▶ Work order: Among the lines of data below, reproduce only those from the one with "Q: For the photo above, point to the wrought" through the one with "Q: For the photo above, point to the window, giving", exactly as they stand, both ends included.

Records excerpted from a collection
# # # # #

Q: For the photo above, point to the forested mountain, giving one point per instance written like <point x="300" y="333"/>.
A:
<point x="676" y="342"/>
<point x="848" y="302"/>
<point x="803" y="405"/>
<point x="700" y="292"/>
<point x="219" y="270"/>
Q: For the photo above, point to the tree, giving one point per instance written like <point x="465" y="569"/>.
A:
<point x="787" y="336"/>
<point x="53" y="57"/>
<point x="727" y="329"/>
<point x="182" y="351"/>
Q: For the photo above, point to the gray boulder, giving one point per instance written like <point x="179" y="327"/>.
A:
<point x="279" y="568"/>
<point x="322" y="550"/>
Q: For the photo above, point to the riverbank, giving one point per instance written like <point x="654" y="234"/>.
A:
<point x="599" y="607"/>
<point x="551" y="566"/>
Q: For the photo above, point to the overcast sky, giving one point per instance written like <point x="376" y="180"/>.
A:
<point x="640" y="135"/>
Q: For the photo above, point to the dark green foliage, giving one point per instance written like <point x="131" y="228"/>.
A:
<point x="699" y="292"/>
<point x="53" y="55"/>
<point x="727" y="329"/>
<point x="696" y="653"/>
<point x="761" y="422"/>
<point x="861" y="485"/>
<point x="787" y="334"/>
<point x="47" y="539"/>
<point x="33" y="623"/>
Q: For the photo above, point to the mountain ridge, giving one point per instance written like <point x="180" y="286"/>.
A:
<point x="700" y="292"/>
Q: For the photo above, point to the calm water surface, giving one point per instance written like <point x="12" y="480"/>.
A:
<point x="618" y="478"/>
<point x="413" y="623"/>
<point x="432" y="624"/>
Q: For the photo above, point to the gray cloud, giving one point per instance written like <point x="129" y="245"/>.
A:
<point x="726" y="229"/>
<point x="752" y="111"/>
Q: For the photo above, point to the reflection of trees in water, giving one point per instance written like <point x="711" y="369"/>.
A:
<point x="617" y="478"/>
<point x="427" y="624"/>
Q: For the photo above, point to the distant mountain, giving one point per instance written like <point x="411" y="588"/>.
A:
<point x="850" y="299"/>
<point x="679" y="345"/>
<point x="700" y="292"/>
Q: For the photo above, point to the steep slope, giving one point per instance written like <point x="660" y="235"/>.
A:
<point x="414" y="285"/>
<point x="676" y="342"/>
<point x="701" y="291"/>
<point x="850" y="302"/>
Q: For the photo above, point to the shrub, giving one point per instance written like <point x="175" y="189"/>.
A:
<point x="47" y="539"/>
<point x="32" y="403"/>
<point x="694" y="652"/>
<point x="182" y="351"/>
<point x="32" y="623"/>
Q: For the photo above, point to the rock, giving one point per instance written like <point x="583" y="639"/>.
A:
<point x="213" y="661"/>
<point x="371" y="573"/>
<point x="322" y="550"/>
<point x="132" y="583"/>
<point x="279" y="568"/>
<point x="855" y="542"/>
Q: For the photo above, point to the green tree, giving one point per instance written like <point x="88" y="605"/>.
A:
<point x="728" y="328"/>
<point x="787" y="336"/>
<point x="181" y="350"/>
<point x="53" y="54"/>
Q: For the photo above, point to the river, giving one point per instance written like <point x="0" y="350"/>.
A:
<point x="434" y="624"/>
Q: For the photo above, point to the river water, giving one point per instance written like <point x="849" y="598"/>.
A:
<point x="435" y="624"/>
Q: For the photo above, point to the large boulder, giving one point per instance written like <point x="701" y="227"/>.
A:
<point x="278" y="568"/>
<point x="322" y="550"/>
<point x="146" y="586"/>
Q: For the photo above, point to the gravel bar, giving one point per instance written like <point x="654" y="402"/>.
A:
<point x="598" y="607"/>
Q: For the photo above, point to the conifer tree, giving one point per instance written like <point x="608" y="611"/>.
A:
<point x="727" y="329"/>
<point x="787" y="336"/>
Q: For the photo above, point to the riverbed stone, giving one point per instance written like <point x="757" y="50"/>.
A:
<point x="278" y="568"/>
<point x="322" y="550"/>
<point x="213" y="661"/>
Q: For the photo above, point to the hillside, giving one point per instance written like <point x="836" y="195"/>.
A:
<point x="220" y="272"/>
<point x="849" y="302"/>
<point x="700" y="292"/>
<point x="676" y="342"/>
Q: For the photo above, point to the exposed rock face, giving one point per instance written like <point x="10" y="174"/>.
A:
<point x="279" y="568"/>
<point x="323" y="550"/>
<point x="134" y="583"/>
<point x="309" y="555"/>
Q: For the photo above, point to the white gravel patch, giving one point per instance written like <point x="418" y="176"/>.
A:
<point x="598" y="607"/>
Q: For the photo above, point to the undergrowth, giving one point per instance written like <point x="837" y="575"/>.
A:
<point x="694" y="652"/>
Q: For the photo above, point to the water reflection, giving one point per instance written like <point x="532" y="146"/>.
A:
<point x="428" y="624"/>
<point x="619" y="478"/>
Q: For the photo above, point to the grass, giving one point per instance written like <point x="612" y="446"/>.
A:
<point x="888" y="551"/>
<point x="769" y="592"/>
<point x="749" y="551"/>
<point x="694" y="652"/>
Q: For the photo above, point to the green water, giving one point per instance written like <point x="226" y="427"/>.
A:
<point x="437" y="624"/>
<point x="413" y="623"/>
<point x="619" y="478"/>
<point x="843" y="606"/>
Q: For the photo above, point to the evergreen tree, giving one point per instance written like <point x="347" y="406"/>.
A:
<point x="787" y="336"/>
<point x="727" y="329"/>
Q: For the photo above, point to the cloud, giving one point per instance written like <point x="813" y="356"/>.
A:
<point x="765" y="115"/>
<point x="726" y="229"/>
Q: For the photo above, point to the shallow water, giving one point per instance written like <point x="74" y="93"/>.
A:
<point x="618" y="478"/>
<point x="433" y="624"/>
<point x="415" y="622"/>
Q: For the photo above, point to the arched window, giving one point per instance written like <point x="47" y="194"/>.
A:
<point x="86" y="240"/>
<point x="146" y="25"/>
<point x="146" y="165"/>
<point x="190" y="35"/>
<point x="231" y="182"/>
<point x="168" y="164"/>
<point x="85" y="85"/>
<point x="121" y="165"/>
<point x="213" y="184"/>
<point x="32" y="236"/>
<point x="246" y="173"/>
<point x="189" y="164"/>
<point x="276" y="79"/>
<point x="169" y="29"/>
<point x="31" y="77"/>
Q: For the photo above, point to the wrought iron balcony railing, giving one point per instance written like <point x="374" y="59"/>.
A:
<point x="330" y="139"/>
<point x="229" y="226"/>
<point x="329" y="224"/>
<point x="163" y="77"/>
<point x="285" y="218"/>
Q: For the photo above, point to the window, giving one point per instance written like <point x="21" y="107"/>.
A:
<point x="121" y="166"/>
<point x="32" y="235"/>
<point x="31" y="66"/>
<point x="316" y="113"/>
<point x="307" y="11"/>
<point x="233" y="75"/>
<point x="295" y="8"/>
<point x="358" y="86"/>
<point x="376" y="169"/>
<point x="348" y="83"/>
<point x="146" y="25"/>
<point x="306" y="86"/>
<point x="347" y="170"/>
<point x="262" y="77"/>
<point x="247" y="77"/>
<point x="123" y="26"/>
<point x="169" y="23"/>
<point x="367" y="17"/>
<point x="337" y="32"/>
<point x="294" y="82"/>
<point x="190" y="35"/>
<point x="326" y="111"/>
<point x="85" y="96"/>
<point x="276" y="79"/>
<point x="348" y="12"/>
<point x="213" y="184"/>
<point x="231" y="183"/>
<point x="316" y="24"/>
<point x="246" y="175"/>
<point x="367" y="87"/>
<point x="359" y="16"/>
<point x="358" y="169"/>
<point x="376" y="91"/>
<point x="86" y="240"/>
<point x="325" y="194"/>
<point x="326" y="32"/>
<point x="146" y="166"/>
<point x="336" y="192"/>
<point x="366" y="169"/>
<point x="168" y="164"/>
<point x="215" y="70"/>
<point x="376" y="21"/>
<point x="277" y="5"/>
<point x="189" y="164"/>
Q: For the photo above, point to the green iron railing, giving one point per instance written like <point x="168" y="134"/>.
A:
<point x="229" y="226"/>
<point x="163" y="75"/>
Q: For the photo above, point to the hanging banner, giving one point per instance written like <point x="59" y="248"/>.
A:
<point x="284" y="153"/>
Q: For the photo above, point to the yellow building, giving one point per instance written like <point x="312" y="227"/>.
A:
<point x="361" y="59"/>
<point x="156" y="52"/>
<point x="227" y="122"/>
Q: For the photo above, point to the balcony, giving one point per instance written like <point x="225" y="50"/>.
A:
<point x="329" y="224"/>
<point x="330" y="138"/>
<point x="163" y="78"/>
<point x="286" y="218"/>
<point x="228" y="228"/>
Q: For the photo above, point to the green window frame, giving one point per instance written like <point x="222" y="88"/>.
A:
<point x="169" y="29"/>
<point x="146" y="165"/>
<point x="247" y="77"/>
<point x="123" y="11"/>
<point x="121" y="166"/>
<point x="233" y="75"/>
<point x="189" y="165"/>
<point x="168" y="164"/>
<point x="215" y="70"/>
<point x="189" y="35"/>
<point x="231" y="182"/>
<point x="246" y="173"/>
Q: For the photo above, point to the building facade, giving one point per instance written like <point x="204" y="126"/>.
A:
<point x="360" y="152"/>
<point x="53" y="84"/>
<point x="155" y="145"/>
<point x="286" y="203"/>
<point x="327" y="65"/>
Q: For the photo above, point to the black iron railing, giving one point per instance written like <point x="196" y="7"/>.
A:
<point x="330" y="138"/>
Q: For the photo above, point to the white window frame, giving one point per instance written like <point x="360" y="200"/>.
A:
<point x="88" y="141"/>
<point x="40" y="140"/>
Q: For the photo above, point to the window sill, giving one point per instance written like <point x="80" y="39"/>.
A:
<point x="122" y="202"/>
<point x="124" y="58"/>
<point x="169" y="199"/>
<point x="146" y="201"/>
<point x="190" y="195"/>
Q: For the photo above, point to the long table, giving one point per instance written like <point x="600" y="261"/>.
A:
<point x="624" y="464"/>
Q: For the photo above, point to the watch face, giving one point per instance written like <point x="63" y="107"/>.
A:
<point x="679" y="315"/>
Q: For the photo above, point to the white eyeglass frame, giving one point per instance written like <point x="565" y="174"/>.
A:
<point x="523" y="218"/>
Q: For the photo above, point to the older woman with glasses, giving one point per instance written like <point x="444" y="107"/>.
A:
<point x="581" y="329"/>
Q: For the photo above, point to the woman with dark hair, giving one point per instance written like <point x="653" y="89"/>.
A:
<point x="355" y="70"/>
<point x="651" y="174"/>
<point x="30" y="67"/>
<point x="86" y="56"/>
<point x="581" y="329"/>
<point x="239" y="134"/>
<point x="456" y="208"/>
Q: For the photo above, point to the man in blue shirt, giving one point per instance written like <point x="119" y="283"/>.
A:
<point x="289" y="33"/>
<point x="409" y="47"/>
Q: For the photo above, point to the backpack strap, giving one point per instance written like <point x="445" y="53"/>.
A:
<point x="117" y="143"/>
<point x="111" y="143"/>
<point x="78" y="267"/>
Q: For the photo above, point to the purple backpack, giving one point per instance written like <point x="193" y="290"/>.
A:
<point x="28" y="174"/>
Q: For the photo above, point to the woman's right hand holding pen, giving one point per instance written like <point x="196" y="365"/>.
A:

# # # # #

▶ Exercise output:
Q: For the photo above, point to the wrought iron balcony railing, giving one point per instance written like <point x="374" y="59"/>.
A:
<point x="330" y="139"/>
<point x="229" y="226"/>
<point x="329" y="224"/>
<point x="163" y="77"/>
<point x="285" y="218"/>
Q: For the photo above, point to the window, giving one point per instance written like <point x="21" y="107"/>.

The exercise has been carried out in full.